INSTRUCTIONS TO FOLLOW: Edit these records so that "window ledge" is replaced by "windowsill" everywhere, and leave every other part unchanged.

Dataset rows

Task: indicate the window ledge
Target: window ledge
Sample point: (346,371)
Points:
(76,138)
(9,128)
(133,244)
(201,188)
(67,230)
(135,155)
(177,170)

OUTPUT:
Task: indicate the windowsill
Target: windowsill
Sample point: (346,371)
Points:
(76,138)
(9,128)
(133,244)
(201,188)
(67,230)
(135,155)
(177,170)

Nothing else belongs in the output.